* ЗАДАНИЕ 1
Ответьте по отрывку ниже на следующие вопросы:
(a) На каком расстоянии от ворот остановилась машина?
(b) Какова высота стены?
(c) Что в отрывке названо причиной страха?

□ □ □

Как оказалось, машина остановилась метрах в пятнадцати от больших ворот в стене высотой метра три. Я предположил, что за стеной размещается какая-то воинская часть. Меня поволокли за ноги на спине к воротам. Я выгнул спину, стараясь не ободрать руки о щебенку. Вокруг по-прежнему царила всеобщая истерия. Мне было страшно: я боялся неизвестности. Похоже, эти люди совершенно не владели собой.

□ □ □

* ЗАДАНИЕ 2
Определите в записях ниже все строки, содержащие слово «clicks», и выпишите их. Регистр букв учитывается.

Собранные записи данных
□ □ □

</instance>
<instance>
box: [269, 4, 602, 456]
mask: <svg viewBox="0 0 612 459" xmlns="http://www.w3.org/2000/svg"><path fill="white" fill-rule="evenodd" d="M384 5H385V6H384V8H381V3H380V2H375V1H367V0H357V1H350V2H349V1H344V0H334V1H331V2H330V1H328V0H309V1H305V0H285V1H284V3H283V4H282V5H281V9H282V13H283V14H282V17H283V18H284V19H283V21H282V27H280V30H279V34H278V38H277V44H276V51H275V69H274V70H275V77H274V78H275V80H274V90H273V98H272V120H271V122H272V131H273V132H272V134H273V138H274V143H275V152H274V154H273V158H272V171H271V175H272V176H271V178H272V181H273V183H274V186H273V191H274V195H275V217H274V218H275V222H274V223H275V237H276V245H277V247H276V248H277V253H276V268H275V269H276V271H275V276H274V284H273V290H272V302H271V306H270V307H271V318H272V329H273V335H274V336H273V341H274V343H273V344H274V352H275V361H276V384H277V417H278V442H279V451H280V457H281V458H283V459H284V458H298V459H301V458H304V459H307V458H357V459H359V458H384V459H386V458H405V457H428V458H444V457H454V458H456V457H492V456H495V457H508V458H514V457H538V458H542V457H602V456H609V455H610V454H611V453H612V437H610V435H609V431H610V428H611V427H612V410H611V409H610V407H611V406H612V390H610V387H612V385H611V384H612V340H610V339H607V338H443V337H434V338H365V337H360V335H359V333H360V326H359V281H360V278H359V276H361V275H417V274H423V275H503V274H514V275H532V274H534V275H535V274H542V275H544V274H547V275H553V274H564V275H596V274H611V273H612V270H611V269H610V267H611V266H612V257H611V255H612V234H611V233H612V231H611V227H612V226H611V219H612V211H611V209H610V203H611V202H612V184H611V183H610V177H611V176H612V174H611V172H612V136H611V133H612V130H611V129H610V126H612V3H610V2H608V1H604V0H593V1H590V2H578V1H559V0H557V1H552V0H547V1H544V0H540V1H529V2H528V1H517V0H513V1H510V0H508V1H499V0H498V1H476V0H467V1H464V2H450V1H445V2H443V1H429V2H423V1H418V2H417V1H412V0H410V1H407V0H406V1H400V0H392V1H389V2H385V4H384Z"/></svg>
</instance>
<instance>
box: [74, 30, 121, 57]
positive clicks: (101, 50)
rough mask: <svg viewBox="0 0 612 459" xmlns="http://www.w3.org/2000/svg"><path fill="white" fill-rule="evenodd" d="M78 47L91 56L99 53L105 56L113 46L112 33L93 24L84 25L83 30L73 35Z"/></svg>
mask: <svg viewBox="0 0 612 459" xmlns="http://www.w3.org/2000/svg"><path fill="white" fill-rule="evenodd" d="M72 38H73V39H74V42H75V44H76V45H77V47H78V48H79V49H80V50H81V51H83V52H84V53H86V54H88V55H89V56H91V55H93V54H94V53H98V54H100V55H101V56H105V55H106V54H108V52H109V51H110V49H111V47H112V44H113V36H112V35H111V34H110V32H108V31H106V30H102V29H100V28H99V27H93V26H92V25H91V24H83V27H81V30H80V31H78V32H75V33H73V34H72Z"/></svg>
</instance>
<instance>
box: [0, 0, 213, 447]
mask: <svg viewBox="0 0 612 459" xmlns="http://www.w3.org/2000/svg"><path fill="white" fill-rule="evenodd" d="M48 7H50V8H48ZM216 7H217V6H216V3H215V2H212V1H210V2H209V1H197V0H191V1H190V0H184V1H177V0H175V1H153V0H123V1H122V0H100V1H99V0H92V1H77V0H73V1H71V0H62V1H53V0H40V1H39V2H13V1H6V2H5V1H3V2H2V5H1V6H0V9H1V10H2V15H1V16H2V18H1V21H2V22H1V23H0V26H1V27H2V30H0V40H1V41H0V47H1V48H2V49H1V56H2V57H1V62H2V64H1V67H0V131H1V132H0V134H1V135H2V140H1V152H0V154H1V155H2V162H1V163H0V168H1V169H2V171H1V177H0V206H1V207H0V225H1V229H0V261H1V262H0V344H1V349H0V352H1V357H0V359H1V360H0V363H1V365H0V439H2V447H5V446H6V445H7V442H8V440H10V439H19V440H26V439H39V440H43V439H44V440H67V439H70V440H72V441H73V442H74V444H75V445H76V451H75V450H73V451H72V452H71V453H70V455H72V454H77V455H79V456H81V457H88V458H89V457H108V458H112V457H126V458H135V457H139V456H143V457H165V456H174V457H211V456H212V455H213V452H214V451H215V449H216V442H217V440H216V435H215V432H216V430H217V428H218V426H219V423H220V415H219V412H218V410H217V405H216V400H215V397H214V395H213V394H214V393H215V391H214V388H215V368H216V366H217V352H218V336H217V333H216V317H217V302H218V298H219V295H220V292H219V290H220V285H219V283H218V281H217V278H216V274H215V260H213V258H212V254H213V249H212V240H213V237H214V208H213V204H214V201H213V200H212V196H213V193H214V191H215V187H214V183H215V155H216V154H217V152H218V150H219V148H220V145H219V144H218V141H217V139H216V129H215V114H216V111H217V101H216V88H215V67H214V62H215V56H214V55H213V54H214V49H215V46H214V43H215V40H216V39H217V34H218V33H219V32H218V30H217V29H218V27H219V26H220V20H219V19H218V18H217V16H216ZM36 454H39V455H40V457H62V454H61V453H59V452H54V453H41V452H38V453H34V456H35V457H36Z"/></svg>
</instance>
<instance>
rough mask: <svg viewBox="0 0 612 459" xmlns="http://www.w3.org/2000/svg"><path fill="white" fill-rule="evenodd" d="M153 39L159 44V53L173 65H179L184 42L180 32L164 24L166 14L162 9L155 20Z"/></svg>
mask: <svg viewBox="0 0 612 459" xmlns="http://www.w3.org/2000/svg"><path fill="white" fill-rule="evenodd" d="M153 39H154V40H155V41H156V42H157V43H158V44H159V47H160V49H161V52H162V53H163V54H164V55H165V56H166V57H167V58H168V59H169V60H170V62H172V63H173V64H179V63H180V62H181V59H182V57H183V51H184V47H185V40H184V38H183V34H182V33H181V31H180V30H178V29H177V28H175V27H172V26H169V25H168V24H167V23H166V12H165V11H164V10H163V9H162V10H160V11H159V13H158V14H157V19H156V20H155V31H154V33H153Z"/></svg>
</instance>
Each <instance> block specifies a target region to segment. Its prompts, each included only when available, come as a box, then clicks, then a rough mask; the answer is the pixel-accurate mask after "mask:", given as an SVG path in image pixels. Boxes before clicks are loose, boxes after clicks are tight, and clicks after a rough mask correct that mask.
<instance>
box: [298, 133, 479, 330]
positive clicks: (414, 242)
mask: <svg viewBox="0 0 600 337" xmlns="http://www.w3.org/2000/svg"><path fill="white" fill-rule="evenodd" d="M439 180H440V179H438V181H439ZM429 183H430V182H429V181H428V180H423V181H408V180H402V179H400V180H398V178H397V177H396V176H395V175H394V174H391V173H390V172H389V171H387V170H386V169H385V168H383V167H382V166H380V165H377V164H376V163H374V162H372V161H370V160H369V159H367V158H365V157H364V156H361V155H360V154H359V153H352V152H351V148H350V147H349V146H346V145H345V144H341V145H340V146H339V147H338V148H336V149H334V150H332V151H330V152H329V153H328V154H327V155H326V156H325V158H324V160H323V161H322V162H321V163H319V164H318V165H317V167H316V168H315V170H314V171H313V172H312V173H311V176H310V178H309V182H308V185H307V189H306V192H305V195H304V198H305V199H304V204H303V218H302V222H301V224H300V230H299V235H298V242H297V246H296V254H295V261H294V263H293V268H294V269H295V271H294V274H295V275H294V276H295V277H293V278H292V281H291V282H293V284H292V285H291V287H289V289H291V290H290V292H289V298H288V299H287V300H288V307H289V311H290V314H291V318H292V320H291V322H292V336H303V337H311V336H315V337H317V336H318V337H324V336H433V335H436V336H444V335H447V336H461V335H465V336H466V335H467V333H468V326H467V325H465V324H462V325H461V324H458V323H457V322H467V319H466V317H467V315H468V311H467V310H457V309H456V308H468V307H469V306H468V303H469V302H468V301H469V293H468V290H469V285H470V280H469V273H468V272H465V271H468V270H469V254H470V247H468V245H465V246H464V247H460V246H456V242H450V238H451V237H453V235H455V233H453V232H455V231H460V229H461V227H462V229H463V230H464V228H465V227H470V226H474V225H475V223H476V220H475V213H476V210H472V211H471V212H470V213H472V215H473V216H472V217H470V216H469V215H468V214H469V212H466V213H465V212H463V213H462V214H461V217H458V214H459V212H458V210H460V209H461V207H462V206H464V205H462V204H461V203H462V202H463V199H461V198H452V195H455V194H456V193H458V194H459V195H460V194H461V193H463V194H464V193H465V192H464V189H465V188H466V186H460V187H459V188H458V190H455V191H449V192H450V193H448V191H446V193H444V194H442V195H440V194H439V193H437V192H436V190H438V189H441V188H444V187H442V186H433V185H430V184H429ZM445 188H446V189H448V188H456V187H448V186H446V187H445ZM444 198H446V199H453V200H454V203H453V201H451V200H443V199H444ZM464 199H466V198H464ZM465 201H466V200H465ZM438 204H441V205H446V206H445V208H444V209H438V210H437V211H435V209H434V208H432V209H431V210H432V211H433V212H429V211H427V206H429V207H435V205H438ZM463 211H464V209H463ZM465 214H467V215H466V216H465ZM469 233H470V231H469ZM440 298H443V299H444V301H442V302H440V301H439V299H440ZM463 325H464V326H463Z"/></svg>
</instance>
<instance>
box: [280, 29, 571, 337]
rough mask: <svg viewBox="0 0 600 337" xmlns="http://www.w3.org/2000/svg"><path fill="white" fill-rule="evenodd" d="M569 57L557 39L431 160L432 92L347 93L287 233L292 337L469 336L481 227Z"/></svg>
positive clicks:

□ □ □

* ОБРАЗЕЦ РЕШЕНИЯ 1
(a) Метрах в пятнадцати.
(b) Около трех метров.
(c) Неизвестность.

* ОБРАЗЕЦ РЕШЕНИЯ 2
positive clicks: (101, 50)
Each <instance> block specifies a target region to segment. Its prompts, each included only when available, come as a box, then clicks, then a rough mask; the answer is the pixel-accurate mask after "mask:", given as an SVG path in image pixels. Boxes before clicks are loose, boxes after clicks are tight, and clicks after a rough mask correct that mask.
positive clicks: (414, 242)
positive clicks:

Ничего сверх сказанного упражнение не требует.